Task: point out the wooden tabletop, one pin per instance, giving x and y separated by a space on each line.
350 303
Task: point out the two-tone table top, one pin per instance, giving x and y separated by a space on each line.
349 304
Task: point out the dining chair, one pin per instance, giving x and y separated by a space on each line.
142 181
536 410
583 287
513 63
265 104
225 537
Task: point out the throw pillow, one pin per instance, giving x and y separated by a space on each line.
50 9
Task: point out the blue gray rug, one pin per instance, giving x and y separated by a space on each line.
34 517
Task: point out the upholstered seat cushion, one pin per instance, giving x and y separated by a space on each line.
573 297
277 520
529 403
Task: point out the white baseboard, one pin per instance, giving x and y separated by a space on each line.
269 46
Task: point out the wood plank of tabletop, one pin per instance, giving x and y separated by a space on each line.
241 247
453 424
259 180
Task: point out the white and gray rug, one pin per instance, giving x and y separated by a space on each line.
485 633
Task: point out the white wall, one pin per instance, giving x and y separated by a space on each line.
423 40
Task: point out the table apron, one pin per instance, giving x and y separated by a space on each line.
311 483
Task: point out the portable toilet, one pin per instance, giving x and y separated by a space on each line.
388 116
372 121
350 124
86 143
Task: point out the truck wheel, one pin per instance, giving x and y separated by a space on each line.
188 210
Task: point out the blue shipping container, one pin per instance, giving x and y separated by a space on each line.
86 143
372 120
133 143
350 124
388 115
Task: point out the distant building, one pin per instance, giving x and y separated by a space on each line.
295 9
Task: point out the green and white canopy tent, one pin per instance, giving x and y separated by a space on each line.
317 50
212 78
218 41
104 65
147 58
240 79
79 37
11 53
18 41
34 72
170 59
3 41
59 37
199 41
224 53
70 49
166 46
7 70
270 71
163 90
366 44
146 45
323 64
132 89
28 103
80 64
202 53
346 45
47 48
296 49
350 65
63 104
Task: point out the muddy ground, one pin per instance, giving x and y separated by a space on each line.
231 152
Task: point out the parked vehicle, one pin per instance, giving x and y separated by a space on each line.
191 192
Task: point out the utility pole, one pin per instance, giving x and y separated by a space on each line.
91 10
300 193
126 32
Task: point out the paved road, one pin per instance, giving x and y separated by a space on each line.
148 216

◆ ◆ ◆ ◆ ◆

== Task requirements ==
Begin with the line that contains "Task: point out the white and" and end with the last line of the material above. Set down that range exactly.

== Expected output ==
Task: point out the white and gray rug, one pin per instance, giving x and y separated by a space on each line.
485 633
Task: point out the white wall, one pin per instance, giving x and y separated by a space on each line.
423 40
Task: point out the table apron, one pin per instance, giving x and y separated by a space on each line.
311 483
Task: point out the portable toilet, one pin per instance, giving x and y separated by a space on each line.
388 116
372 121
350 124
86 143
Task: point out the truck wheel, one pin per instance, giving x and y separated by a space on each line.
188 210
Task: point out the blue shipping container, one pin per instance, giving x and y separated by a space on each line.
86 143
372 120
133 143
350 124
388 115
Task: point out the distant building, one pin per instance, giving x and y separated by a space on each line.
295 9
Task: point out the green and white canopy tent, one pin per instance, giving x and y separated by a space on each line.
317 50
212 78
218 41
104 65
147 58
240 79
79 37
11 53
18 41
34 72
170 59
3 41
59 37
199 41
224 53
70 49
166 46
7 70
270 71
163 90
366 44
146 45
323 64
132 89
28 103
80 64
202 53
346 45
47 48
296 49
350 65
63 104
Task: point out the muddy ground, one pin per instance, giving x and y separated by a space on each line.
231 152
Task: point out the parked vehicle, one pin per instance, giving x and y separated by a space on each line.
191 192
Task: point out the utility pole, one pin per instance, giving x and y separated by a space on each line.
91 10
300 193
126 32
Task: point out the paved road, one pin per instance, giving x and y separated by a space on each line.
148 216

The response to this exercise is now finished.